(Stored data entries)
========================================================================
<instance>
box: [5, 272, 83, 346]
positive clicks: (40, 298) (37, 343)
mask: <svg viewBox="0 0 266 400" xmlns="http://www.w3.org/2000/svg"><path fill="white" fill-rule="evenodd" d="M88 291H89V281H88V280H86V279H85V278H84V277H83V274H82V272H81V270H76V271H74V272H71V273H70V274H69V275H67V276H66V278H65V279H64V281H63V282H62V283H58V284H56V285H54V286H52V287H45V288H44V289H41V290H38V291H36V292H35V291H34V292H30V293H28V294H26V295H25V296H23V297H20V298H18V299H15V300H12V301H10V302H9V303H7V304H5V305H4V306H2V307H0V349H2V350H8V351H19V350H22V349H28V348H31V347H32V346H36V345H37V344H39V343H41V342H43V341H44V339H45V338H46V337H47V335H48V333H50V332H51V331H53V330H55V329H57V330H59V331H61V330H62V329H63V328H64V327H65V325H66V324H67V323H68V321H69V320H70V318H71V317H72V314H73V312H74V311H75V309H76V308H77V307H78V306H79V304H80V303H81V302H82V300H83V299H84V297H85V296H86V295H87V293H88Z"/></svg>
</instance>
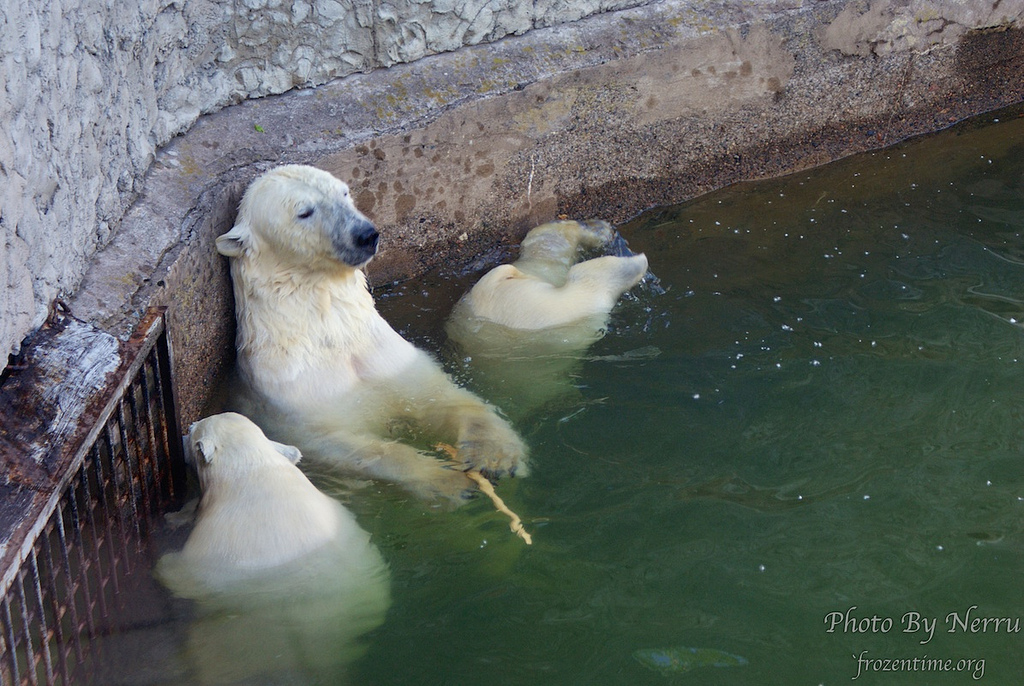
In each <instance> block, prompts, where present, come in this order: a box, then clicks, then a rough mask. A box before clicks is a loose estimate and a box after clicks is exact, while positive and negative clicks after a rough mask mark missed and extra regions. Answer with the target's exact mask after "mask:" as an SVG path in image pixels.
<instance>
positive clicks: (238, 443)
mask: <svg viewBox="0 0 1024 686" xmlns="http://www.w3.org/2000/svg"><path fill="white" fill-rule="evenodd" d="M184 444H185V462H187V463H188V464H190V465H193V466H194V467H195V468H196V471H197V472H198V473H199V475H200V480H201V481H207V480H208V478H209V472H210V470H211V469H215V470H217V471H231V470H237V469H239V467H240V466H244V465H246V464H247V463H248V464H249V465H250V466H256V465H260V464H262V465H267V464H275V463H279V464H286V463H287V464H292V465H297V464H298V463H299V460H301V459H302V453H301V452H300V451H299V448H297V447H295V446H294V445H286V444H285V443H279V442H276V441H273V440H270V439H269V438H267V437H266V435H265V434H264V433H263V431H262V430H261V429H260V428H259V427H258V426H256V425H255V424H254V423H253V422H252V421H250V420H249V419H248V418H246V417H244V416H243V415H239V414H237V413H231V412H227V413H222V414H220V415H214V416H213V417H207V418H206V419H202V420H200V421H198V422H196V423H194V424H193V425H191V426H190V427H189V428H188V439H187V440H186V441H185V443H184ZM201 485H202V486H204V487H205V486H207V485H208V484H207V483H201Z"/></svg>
========================================================================
Task to carry out:
If an entry holds a picture, leave the picture out and repeat the rest exactly.

Written response:
<instance>
box: [5, 272, 83, 346]
positive clicks: (40, 298) (37, 343)
mask: <svg viewBox="0 0 266 400" xmlns="http://www.w3.org/2000/svg"><path fill="white" fill-rule="evenodd" d="M88 291H89V281H88V280H86V279H85V278H84V277H83V274H82V272H81V270H76V271H74V272H71V273H70V274H69V275H67V276H66V278H65V279H64V281H63V282H62V283H58V284H56V285H54V286H52V287H45V288H44V289H41V290H38V291H36V292H35V291H34V292H30V293H28V294H26V295H25V296H23V297H20V298H18V299H15V300H12V301H10V302H9V303H7V304H5V305H4V306H2V307H0V349H2V350H8V351H19V350H22V349H28V348H31V347H32V346H36V345H37V344H39V343H41V342H43V341H44V339H45V338H46V337H47V335H48V333H50V332H51V331H53V330H55V329H57V330H59V331H61V330H62V329H63V328H64V327H65V325H66V324H67V323H68V321H69V320H70V318H71V317H72V314H73V312H74V311H75V309H76V308H77V307H78V306H79V304H80V303H81V302H82V300H83V299H84V297H85V296H86V295H87V293H88Z"/></svg>
</instance>
In each <instance> block, prompts, where present, come in this order: a box, then clicks, then a rough mask. A box before clicks is a loose estimate and a box after clicks is exact, while positive and negative clicks after a rough mask mark missed and extra regions. Answer with the target's exact mask after "mask:" as an SVG path in image pixels.
<instance>
positive clicks: (238, 443)
mask: <svg viewBox="0 0 1024 686" xmlns="http://www.w3.org/2000/svg"><path fill="white" fill-rule="evenodd" d="M184 444H185V462H187V463H188V464H190V465H193V466H194V467H195V468H196V471H197V472H198V473H199V475H200V480H201V481H207V480H208V478H209V472H210V470H211V469H215V470H217V471H231V470H237V469H239V467H240V466H244V465H246V464H247V463H248V464H249V465H250V466H256V465H260V464H262V465H267V464H275V463H279V464H286V463H287V464H292V465H297V464H298V463H299V460H301V459H302V453H301V452H300V451H299V448H297V447H295V446H294V445H286V444H285V443H279V442H276V441H273V440H270V439H269V438H267V437H266V435H265V434H264V433H263V431H262V430H261V429H260V428H259V427H258V426H256V425H255V424H254V423H253V422H252V421H250V420H249V419H248V418H246V417H244V416H243V415H239V414H237V413H231V412H227V413H222V414H220V415H214V416H213V417H207V418H206V419H202V420H200V421H198V422H196V423H194V424H193V425H191V426H190V427H189V428H188V439H187V440H186V441H185V443H184ZM201 485H202V486H204V487H205V486H207V485H208V484H207V483H201Z"/></svg>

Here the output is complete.